Render the listing as a two-column CSV, starting at the line containing "For the scouting record, return for every instance of the neck" and running through the end of the listing, inclusive. Use the headers input and output, with one row per text and its answer; put each value in a single quoted field and replace its line breaks with spaces.

# RECORDS:
______
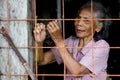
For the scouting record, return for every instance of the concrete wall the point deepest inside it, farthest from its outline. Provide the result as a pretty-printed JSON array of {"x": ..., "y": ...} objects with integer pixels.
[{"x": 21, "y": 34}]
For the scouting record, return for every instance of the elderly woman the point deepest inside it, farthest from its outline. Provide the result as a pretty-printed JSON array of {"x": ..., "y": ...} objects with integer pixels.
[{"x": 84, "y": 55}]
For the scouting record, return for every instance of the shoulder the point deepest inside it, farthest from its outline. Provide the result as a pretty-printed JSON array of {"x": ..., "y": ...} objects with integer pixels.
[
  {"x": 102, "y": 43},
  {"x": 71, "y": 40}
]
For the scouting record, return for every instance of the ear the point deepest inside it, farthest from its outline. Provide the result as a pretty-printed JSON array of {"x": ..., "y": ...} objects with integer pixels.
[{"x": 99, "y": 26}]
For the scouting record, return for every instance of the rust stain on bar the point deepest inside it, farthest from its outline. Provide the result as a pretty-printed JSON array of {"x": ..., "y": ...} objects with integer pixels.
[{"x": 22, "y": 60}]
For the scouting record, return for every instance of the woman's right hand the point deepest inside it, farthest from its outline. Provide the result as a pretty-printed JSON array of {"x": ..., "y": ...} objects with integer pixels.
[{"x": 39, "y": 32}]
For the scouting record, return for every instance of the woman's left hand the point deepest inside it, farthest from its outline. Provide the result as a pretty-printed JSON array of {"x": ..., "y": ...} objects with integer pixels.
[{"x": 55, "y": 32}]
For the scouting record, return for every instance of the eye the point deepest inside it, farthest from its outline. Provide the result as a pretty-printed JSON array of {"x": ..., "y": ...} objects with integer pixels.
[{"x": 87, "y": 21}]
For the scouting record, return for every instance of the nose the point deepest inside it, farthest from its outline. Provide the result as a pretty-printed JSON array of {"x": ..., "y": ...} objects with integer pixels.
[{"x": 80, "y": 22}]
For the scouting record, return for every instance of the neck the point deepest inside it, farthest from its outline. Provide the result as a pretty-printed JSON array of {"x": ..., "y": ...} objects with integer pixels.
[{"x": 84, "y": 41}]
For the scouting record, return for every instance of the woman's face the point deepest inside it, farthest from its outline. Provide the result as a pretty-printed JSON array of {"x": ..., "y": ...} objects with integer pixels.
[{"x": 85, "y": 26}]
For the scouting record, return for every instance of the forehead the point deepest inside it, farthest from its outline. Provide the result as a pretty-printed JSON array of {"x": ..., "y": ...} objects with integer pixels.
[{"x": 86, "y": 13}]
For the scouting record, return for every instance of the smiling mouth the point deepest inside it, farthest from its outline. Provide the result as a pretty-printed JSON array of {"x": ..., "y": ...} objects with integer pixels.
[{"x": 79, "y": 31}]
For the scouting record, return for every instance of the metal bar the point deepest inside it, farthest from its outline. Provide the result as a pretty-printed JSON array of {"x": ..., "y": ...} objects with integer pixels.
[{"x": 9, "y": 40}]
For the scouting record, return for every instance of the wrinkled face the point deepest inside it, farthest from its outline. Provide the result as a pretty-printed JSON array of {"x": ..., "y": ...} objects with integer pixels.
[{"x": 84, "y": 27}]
______
# TASK ANSWER:
input,output
"For the scouting record, return for every instance of the neck the point deepest inside it, farthest from its outline. Provide the result as a pretty-printed JSON array of {""x"": ..., ""y"": ...} objects with integer pixels.","[{""x"": 84, ""y"": 41}]"
"For the scouting record, return for every instance of the woman's face the point deepest inside it, farthest from its outline. Provide the result as a pretty-printed JSON array of {""x"": ..., ""y"": ...} objects with integer pixels.","[{""x"": 85, ""y"": 26}]"
"For the scouting record, return for every instance of the forehead the point deepest inside it, farthest from its outline. Provide the result as a pretty-printed JSON array of {""x"": ..., ""y"": ...} objects with integer pixels.","[{""x"": 86, ""y"": 13}]"
"For the scouting record, return for every instance of the smiling mouth the point deepest inside it, farthest from its outline. Provide the result as a pretty-printed JSON array of {""x"": ..., ""y"": ...} objects with integer pixels.","[{""x"": 79, ""y"": 31}]"
"For the scouting record, return for every instance of the metal bar the point deepest inside it, farthest from its outline. Provide the result as a pretty-printed JSON array of {""x"": ..., ""y"": ...} objects with integer pixels.","[{""x"": 9, ""y"": 40}]"
"For the scouting record, return for every instance of the wrinkled face the point deepest inside it, farthest from its outline. Provide the result as a pretty-printed JSON array of {""x"": ..., ""y"": ...} objects with integer pixels.","[{""x"": 84, ""y"": 27}]"